* [Trecho selecionado]:
┄┄┄┄┄┄┄┄┄┄┄┄┄┄┄┄┄┄┄┄
O Ali Dahaka que o parte em dois não deve ser outro que o védico Daksha que procria seres materiais de sexos opostos partindo assim a Humanidade em dois. As referências no livro, Livro dos Reis a um Yima Kshaeta ou Yima luminoso refere-se ao arquétipo da humanidade, ao homem espiritual que guia as transformações do homem de chumbo em homem de ouro.

Yama em seu touro. Domínio Público

Análise dos elementos do mito. Comentários de acordo com as diferentes chaves.

Ahura Mazda outorga “trezentos países” como seu domínio. Devem simbolizar as três humanidades e as múltiplas divisões que se produzem dentro de cada uma delas. Também trezentos como símbolos do triângulo espiritual inferior na matéria. Os alargamentos a que obriga a Terra, ou à multiplicação por três do número de países correspondem à explicação da Doutrina Secreta das Cadeias, Globos e Humanidades ou Raças-Raiz.
┄┄┄┄┄┄┄┄┄┄┄┄┄┄┄┄┄┄┄┄
* [Listagem]:
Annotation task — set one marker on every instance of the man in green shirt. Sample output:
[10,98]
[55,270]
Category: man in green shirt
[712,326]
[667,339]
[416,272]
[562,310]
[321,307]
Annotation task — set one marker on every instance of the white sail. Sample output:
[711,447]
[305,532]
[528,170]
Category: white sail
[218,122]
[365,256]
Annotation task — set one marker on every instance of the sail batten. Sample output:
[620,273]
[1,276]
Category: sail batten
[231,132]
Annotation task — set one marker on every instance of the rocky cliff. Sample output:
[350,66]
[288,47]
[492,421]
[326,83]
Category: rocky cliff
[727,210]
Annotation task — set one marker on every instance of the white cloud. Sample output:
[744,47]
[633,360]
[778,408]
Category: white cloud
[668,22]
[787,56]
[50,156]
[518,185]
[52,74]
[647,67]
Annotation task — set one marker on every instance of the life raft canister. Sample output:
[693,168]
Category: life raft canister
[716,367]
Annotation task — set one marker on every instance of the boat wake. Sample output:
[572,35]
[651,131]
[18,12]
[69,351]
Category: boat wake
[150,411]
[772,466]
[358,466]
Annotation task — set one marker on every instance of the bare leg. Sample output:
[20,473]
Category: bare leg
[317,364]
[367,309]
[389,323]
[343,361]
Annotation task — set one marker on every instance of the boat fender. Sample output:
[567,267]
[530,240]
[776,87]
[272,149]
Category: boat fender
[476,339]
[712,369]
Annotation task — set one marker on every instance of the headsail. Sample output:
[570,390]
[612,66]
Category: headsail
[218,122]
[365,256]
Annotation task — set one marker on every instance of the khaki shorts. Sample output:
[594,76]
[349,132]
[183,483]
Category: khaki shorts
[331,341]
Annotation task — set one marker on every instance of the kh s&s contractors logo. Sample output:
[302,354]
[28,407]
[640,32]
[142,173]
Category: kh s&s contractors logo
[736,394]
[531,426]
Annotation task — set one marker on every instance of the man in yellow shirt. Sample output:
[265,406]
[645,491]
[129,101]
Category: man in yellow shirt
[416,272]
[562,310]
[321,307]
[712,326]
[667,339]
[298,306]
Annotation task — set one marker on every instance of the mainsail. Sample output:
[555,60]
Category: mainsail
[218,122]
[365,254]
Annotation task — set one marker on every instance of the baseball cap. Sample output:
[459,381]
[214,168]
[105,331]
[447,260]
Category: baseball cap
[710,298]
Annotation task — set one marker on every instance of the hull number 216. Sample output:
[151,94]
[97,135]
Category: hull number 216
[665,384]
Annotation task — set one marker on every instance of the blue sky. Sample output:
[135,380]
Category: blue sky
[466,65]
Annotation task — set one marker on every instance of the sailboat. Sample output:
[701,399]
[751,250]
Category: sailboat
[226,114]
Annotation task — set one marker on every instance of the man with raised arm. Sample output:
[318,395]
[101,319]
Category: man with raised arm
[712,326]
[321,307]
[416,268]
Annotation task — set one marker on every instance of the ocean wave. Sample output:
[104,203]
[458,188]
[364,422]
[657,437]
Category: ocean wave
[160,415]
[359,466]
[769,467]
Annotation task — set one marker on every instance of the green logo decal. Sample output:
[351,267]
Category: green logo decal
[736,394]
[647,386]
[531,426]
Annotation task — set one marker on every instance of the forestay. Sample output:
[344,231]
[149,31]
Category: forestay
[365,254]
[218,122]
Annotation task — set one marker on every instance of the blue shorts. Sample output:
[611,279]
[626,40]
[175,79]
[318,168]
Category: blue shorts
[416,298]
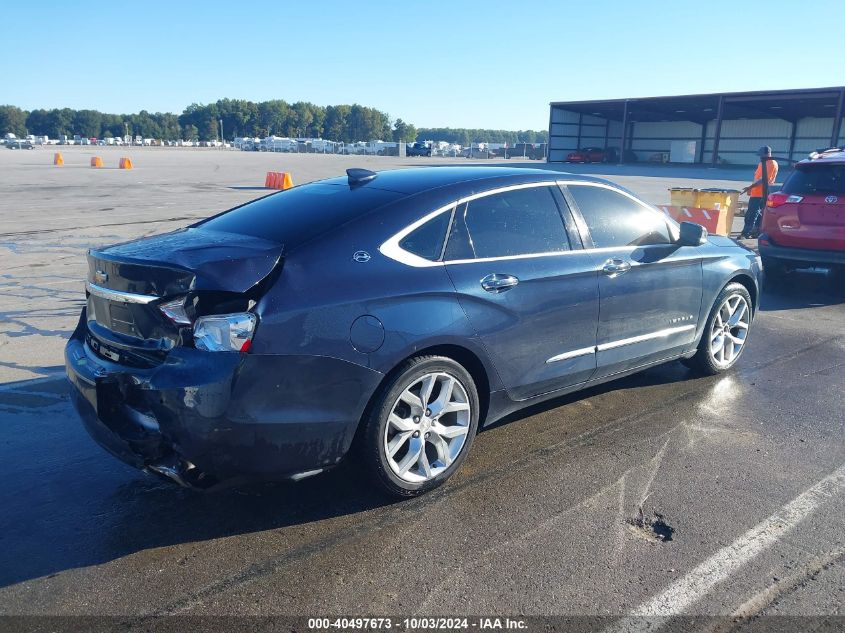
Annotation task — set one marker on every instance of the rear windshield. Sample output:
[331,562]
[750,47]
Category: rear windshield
[816,179]
[296,215]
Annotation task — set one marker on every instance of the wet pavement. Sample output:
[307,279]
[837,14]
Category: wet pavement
[746,470]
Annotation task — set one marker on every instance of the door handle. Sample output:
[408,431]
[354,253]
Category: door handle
[498,283]
[614,267]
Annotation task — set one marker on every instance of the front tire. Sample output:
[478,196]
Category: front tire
[725,333]
[420,427]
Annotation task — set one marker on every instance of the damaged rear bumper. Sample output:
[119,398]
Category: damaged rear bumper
[205,418]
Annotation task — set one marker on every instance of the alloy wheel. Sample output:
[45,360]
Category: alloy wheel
[729,330]
[427,427]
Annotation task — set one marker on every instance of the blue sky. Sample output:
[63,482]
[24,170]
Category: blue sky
[459,63]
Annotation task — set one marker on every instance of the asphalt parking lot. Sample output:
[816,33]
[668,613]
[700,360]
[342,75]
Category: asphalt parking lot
[746,470]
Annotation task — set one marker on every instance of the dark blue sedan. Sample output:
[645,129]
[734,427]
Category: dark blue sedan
[391,314]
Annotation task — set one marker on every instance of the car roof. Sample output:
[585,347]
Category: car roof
[421,179]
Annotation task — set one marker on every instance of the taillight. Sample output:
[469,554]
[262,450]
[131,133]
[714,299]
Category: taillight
[225,332]
[777,199]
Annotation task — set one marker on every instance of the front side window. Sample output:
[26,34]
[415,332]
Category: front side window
[615,220]
[518,222]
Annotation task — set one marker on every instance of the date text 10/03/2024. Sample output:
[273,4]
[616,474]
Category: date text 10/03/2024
[429,623]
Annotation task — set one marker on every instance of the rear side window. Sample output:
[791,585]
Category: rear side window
[816,179]
[519,222]
[427,240]
[296,215]
[615,220]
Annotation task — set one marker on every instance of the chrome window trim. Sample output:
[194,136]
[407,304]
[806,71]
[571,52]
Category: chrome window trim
[670,222]
[390,247]
[117,295]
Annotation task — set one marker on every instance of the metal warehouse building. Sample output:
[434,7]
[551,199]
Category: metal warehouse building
[725,128]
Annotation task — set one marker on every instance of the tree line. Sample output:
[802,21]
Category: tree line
[240,117]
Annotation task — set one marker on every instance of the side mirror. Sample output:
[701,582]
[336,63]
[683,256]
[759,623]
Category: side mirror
[692,234]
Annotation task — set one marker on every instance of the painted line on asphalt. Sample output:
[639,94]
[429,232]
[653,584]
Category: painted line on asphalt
[679,596]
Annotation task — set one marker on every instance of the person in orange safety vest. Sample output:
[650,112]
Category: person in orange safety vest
[756,200]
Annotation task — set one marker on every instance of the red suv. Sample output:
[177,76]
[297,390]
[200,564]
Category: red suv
[804,222]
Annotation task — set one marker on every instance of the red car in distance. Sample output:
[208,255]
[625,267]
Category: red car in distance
[804,223]
[589,155]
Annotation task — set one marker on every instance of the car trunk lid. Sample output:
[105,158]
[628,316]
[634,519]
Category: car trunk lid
[822,210]
[128,283]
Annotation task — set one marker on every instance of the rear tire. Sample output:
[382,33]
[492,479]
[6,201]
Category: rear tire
[421,425]
[725,332]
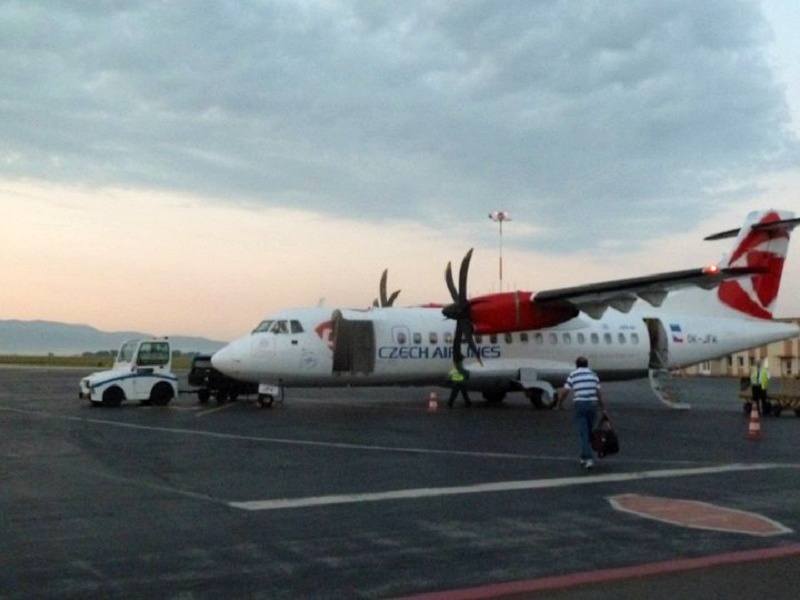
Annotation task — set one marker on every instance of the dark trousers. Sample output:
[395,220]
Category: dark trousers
[760,398]
[454,391]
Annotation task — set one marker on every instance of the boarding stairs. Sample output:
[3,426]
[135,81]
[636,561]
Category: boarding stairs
[665,385]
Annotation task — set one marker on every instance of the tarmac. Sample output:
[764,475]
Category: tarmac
[371,493]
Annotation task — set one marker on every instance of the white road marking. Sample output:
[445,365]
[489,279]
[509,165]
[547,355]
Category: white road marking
[502,486]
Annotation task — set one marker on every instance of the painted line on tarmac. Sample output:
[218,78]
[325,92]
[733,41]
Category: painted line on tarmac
[502,486]
[336,445]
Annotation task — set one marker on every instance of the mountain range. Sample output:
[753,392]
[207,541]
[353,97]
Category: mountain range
[51,337]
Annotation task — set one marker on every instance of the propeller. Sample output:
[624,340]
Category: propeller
[385,301]
[460,309]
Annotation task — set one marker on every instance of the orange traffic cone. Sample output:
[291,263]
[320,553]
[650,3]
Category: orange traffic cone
[754,429]
[433,402]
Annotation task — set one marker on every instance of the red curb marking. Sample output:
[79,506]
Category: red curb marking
[608,575]
[697,515]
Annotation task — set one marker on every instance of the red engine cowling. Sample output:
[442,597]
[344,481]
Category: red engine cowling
[514,311]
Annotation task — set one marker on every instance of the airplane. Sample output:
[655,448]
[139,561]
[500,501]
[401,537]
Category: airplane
[642,327]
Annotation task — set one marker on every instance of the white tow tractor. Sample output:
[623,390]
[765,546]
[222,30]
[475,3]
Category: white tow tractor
[142,371]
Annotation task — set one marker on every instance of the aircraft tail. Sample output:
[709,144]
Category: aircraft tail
[761,243]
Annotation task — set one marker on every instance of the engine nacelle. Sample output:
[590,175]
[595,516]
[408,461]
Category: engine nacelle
[514,311]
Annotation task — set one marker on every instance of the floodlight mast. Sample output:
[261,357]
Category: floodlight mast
[499,216]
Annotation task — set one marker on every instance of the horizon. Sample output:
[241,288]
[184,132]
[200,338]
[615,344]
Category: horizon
[158,174]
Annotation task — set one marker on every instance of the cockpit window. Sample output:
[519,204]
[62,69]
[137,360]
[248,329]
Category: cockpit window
[263,326]
[280,327]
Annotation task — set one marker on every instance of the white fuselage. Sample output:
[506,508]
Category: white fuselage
[413,346]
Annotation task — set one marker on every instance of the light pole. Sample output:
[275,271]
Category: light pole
[499,216]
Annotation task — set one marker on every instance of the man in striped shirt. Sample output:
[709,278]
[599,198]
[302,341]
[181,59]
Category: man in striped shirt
[586,397]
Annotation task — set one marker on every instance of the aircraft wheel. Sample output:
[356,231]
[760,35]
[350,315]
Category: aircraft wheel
[494,396]
[113,397]
[539,399]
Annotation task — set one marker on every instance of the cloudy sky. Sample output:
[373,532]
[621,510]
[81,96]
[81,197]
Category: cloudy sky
[189,167]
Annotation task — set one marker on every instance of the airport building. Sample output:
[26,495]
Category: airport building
[783,359]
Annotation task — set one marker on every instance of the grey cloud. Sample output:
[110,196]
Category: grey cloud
[417,110]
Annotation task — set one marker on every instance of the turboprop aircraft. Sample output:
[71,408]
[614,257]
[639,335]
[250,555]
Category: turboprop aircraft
[528,341]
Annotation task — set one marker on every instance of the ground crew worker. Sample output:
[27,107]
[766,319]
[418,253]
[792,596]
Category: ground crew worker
[759,382]
[458,383]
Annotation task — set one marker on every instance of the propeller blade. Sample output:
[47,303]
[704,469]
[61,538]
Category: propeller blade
[458,356]
[462,276]
[448,277]
[392,298]
[383,288]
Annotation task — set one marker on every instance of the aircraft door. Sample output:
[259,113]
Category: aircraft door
[353,345]
[659,344]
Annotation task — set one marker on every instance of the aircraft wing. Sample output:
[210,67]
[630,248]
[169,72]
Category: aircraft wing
[621,294]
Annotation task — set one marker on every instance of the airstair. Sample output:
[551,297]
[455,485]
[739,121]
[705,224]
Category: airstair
[665,385]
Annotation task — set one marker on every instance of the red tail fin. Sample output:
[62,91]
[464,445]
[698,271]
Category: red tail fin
[762,243]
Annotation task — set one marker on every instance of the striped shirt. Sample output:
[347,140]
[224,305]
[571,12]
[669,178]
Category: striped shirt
[584,384]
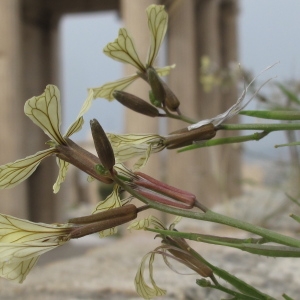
┄┄┄┄┄┄┄┄┄┄┄┄┄┄┄┄┄┄┄┄
* [Conjunto de tarefas]:
1 > No trecho sobre Yima, quantos países Ahura Mazda outorga como domínio?
2 > Repita do trecho sobre Yima a parte que vai de "Yama em seu" até "Humanidades ou Raças-Raiz.", sem mudar nada.

* [Respostas completas]:
1 > Trezentos países.

2 >
Yama em seu touro. Domínio Público

Análise dos elementos do mito. Comentários de acordo com as diferentes chaves.

Ahura Mazda outorga “trezentos países” como seu domínio. Devem simbolizar as três humanidades e as múltiplas divisões que se produzem dentro de cada uma delas. Também trezentos como símbolos do triângulo espiritual inferior na matéria. Os alargamentos a que obriga a Terra, ou à multiplicação por três do número de países correspondem à explicação da Doutrina Secreta das Cadeias, Globos e Humanidades ou Raças-Raiz.